Scan the data below and report how many lines include the word "windshield". Nothing else is wanted.
>>>
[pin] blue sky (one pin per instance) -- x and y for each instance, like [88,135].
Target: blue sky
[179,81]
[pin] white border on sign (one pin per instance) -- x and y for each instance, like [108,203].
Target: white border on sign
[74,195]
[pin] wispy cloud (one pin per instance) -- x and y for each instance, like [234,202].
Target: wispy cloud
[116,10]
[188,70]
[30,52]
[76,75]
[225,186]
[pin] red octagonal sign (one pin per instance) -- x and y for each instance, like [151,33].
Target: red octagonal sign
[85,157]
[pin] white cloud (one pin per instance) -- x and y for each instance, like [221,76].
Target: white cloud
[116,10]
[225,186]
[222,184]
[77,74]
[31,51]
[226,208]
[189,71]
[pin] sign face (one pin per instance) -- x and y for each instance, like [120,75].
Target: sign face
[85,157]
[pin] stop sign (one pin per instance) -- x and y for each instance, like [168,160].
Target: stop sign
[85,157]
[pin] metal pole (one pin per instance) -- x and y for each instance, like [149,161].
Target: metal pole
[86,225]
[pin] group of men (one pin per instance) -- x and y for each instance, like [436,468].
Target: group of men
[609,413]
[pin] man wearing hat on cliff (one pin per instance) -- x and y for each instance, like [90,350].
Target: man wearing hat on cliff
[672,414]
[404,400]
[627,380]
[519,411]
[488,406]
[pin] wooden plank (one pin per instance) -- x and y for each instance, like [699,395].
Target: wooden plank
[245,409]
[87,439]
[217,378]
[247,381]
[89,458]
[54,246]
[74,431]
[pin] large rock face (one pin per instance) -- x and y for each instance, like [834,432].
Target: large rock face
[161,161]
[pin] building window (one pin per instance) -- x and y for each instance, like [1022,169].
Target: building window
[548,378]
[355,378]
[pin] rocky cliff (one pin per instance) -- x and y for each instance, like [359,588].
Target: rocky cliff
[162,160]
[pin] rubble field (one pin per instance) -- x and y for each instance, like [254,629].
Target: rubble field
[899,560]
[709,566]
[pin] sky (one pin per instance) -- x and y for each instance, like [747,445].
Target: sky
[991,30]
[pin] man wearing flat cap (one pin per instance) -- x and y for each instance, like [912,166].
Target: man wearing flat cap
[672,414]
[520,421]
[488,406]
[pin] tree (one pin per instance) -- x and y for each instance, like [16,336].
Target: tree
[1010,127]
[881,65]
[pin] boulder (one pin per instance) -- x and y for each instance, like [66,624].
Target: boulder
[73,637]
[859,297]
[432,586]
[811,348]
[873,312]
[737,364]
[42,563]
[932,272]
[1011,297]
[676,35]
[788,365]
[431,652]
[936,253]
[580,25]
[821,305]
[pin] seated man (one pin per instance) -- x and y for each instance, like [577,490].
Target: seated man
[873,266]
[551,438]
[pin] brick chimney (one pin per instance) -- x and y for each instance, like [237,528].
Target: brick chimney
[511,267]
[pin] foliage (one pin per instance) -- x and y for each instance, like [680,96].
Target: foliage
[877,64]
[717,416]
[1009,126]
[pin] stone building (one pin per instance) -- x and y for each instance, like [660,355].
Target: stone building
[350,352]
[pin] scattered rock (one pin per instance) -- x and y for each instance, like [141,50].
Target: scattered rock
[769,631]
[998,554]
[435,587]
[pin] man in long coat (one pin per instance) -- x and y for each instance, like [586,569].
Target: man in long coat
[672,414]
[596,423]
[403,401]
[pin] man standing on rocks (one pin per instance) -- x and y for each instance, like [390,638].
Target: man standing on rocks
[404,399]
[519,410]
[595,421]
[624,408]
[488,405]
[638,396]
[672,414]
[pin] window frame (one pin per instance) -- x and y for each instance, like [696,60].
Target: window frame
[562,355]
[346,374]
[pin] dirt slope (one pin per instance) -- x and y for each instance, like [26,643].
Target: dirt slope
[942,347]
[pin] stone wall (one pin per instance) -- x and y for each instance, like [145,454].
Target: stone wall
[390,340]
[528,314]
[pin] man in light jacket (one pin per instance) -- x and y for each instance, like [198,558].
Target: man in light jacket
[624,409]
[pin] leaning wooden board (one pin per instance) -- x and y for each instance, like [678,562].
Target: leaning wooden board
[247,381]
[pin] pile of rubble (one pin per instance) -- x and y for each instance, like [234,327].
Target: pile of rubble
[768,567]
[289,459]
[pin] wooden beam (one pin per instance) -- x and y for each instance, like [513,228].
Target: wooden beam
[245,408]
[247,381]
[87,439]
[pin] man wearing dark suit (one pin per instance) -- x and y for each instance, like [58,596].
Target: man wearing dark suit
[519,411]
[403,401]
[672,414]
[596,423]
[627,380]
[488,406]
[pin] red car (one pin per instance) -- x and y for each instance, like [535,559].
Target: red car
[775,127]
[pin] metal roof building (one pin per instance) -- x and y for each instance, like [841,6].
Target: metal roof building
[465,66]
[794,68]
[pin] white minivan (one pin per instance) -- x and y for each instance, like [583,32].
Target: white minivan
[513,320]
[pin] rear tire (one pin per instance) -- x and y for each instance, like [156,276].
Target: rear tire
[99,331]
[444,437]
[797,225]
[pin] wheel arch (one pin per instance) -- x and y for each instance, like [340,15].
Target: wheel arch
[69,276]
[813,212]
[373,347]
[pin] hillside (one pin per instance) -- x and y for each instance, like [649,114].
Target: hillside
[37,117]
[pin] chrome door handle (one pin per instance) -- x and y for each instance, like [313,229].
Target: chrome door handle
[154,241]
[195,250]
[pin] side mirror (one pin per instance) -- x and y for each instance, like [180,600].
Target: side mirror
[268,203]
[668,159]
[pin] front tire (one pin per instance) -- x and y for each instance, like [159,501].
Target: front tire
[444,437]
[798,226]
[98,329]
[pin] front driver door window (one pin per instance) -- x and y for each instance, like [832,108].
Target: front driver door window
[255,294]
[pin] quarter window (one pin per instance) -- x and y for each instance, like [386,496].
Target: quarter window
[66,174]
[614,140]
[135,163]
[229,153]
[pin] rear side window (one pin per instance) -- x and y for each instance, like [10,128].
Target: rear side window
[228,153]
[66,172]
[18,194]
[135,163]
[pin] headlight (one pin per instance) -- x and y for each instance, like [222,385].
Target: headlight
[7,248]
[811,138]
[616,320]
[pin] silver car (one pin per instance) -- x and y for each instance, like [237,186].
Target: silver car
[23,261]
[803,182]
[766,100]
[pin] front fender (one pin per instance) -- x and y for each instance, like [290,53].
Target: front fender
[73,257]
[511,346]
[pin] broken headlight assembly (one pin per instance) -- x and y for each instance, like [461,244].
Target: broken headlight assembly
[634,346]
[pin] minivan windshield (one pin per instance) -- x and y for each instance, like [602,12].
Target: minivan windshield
<<<
The answer
2